Çıkarılan metin>
KÜLTÜR SANAT - 18 Şubat 2019 Pazartesi 15:09

Açe Savaşı’nın sosyolojik etkileri kitaplaştırıldı

A
A
A
Açe Savaşı’nın sosyolojik etkileri kitaplaştırıldı

Sosyal bilimlerin farklı alanlarına dair yetkin bir kitaplık oluşturmayı hedefleyen İbn Haldun Üniversitesi Yayınları, Hollanda-Açe Savaşı’nı ve Açe’nin Hollanda’nın saldırılarına karşı verdiği büyük mücadeleyi sosyolojik açıdan inceleyen “Basiret ve Direniş” adlı kitabı yayınladı.

İbn Haldun Üniversitesi (İHÜ) Yayınları’ndan çıkan ‘Basiret ve Direniş’ kitabının tanıtım toplantısı, yazarlarının da katılımıyla İHÜ Süleymaniye Yerleşkesi Salis Medresesi’nde yapıldı.

İHÜ Sosyoloji Bölümü öğretim üyesi Dr. Mehmet Özay, Doç. Dr. Adem Efe ve Dr. Ekrem Saltık imzalarını taşıyan ve Osmanlı Basını Araştırmaları Serisi’nin ilk kitabı olan Basiret ve Direniş; Ali Efendi tarafından 1870-1908 yılları arasında İstanbul’da iki devre halinde yayınlanan Basiret Gazetesinde, Açe Darüsselam Sultanlığı ile Hollanda sömürge güçleri arasında 1873-1904 yılları arasında çıkan savaşın ilk iki yılının ele alındığı metinleri sosyolojik bir gözle masaya yatırıyor.

Yönergeler>
**1)** Habere göre "Basiret ve Direniş" hangi serinin ilk kitabıdır?
**2)** Aşağıdaki ifadeler haberle uyuşuyor mu? Her biri için evet ya da hayır deyin ve karar veren sözleri haberden aynen alıntılayın.
(a) Kitabın tanıtım toplantısı Salis Medresesi'nde yapıldı.
(b) Kitap, savaşın son iki yılını ele alan metinleri inceliyor.
(c) Basiret Gazetesi Ankara'da yayınlandı.
**3)** Haberdeki "Sosyal bilimlerin farklı" ile "Salis Medresesi’nde yapıldı." arasındaki bölümü, bu ifadeler de dahil olmak üzere hiç değiştirmeden aktarın.

Kaynak veriler>
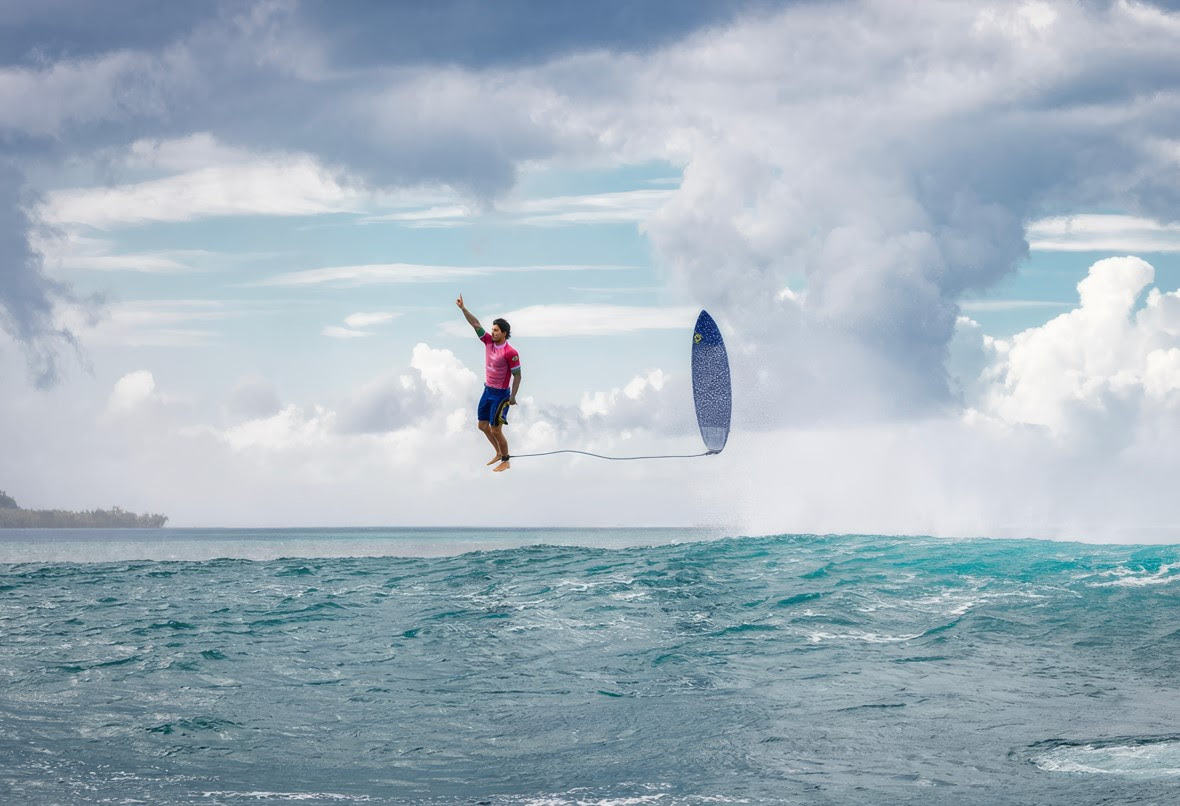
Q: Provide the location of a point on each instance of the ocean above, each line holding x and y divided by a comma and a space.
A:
597, 667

Yanıtlar aşağıda>
**1)** Osmanlı Basını Araştırmaları Serisi’nin ilk kitabıdır.

**2)**
(a) Evet: "İHÜ Süleymaniye Yerleşkesi Salis Medresesi’nde yapıldı"
(b) Hayır: "savaşın ilk iki yılının ele alındığı metinleri"
(c) Hayır: "İstanbul’da iki devre halinde yayınlanan"

**3)**
Sosyal bilimlerin farklı alanlarına dair yetkin bir kitaplık oluşturmayı hedefleyen İbn Haldun Üniversitesi Yayınları, Hollanda-Açe Savaşı’nı ve Açe’nin Hollanda’nın saldırılarına karşı verdiği büyük mücadeleyi sosyolojik açıdan inceleyen “Basiret ve Direniş” adlı kitabı yayınladı.

İbn Haldun Üniversitesi (İHÜ) Yayınları’ndan çıkan ‘Basiret ve Direniş’ kitabının tanıtım toplantısı, yazarlarının da katılımıyla İHÜ Süleymaniye Yerleşkesi Salis Medresesi’nde yapıldı.